DATA LINES:
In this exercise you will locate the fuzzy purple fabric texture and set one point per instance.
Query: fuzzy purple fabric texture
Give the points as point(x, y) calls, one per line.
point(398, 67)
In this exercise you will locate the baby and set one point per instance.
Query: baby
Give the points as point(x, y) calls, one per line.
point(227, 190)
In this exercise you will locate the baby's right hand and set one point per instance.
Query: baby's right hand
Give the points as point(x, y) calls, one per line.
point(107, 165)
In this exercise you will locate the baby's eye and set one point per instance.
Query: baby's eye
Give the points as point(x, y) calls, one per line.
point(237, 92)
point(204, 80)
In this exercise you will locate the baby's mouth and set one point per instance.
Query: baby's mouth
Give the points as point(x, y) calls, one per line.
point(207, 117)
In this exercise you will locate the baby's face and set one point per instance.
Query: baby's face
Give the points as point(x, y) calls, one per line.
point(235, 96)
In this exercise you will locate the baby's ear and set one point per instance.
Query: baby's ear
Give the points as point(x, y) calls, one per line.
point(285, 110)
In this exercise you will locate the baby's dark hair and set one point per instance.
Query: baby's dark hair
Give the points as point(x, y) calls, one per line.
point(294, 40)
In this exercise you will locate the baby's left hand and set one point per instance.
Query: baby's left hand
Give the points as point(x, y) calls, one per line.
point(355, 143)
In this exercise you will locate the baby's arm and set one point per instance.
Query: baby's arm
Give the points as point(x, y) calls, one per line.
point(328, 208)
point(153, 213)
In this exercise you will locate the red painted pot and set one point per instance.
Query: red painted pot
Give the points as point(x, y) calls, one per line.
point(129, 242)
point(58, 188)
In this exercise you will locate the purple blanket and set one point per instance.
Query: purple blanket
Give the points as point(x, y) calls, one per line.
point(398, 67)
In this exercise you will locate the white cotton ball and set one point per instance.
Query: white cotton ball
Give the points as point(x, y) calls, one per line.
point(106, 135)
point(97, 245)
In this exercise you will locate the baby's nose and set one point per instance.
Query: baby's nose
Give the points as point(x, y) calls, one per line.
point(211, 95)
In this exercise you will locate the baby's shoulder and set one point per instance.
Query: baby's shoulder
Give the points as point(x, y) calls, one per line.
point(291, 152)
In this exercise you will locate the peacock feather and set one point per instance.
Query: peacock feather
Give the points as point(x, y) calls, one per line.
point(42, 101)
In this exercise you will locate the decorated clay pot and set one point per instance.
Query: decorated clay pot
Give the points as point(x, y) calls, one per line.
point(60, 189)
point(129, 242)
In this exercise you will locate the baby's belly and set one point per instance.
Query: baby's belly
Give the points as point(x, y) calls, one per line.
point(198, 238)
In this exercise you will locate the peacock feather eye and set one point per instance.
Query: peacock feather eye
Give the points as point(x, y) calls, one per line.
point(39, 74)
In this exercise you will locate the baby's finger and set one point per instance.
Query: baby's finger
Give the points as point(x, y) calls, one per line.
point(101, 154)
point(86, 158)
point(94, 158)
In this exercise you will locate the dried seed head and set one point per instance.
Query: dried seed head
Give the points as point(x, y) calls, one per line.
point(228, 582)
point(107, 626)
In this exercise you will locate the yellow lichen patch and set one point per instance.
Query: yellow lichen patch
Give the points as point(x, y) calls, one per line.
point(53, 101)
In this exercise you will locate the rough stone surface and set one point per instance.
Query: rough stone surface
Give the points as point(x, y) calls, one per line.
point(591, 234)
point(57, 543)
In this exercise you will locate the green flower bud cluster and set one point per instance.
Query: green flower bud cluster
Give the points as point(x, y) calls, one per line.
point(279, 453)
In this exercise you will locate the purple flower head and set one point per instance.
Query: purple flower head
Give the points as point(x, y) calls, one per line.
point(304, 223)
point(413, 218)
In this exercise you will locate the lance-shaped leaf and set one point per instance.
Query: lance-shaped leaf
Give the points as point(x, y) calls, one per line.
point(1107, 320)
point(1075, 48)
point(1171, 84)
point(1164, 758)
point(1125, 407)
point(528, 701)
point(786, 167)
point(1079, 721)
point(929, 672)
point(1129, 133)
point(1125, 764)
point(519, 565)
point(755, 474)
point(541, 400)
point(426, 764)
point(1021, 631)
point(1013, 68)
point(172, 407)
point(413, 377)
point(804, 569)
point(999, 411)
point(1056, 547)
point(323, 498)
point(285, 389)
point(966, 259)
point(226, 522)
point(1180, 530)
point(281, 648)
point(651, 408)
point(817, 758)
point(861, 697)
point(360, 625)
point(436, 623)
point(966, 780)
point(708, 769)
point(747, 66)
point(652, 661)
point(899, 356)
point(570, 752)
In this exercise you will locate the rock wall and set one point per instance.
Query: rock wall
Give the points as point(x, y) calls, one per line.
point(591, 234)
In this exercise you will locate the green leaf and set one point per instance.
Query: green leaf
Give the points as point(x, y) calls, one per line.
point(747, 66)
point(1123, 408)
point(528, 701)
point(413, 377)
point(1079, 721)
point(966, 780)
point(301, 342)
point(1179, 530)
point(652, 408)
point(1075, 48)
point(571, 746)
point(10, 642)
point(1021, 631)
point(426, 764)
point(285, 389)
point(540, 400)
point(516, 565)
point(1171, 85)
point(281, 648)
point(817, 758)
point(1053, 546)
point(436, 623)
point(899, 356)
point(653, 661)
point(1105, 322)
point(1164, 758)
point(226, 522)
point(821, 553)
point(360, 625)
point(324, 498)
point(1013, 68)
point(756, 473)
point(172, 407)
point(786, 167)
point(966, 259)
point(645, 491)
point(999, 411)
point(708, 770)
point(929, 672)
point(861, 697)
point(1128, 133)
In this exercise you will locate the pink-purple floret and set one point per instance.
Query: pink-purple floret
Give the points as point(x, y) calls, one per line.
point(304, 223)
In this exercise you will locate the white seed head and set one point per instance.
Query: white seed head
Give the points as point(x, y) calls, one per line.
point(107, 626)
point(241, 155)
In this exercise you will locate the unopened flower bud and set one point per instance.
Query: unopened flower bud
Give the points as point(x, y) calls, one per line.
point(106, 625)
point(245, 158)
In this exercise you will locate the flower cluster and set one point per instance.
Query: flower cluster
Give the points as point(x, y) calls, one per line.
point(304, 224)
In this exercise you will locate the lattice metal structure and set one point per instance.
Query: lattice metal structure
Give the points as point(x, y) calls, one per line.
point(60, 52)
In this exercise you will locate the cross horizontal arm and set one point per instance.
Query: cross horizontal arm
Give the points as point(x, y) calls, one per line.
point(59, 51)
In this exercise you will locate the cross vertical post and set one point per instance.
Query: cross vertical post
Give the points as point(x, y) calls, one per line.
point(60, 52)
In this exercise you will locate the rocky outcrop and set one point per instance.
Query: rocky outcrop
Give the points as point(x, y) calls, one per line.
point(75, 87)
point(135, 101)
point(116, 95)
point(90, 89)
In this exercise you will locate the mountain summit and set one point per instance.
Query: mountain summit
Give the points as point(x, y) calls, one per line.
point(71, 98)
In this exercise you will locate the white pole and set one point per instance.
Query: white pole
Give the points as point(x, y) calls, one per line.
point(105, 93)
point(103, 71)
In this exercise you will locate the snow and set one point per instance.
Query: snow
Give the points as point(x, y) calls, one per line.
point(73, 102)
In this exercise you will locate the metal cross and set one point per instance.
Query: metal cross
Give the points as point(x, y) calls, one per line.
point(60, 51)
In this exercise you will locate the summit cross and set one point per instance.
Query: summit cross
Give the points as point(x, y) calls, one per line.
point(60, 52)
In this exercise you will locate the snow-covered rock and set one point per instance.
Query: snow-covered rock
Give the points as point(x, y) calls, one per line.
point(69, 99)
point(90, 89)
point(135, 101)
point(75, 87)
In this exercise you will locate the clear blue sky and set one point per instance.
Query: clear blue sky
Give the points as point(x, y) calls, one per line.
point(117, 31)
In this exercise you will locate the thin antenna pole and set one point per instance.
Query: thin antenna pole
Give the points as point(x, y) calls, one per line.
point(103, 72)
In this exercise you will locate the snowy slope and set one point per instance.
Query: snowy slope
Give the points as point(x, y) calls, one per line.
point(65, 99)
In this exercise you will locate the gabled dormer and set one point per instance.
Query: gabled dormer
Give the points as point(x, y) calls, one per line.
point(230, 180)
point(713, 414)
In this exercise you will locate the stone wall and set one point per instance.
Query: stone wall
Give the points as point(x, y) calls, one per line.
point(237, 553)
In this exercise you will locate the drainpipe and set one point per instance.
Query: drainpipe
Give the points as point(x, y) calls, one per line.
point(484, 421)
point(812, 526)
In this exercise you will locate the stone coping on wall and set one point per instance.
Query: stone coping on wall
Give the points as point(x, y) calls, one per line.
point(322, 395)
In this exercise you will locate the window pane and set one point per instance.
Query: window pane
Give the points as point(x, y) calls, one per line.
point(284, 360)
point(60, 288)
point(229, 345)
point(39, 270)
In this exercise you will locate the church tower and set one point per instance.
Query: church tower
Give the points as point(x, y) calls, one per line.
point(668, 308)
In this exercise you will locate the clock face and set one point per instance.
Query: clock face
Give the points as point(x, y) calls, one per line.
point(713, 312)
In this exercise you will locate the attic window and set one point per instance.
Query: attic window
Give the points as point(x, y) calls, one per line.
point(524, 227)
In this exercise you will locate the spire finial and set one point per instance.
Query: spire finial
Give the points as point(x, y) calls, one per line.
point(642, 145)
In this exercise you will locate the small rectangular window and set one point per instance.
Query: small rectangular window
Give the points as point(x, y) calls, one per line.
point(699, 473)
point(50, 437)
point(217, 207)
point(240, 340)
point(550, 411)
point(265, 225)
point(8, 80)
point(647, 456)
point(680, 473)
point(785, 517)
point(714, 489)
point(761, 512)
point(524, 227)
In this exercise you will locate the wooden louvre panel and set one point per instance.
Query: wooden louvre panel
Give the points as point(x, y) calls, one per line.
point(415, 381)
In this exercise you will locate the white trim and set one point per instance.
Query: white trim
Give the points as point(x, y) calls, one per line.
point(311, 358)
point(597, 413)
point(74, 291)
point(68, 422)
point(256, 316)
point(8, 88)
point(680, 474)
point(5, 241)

EXERCISE DESCRIPTION:
Extract every line from the one containing "In this exercise you will locate the church" to the end of the entries, including both of those lines, exactly as given and with nothing added.

RESULT OF THIS TASK:
In this exercise you will locate the church tower and set one point per instance.
Query: church tower
Give the points as point(x, y) calls, one per line.
point(668, 308)
In this exercise you will locate the clock face and set one point per instance.
Query: clock face
Give the points as point(x, y) calls, one per line.
point(713, 312)
In this exercise you will locate the attic window and set one point per instance.
Query: attic window
Give the points as point(x, y) calls, one per line.
point(524, 227)
In this exercise you will locate the spire finial and set one point per instance.
Query: spire finial
Give the points as point(x, y) calls, one per line.
point(642, 145)
In this exercise you will locate the small rectangular window and set one point per instance.
Query: small rectangular window
Give the points as point(x, y) calls, one per line.
point(699, 473)
point(50, 437)
point(217, 207)
point(240, 340)
point(550, 411)
point(265, 225)
point(8, 80)
point(647, 456)
point(680, 473)
point(785, 517)
point(714, 489)
point(761, 512)
point(524, 227)
In this exercise you will locate the wooden louvre panel and set one point per instance.
Query: wooden louvre panel
Give the points as point(x, y) calls, one per line.
point(415, 381)
In this exercise you will locate the white trim and set one point per instance.
Query: white trim
Give the points as point(x, y) calls, one per line.
point(311, 358)
point(597, 413)
point(74, 291)
point(68, 422)
point(256, 316)
point(8, 88)
point(680, 474)
point(5, 241)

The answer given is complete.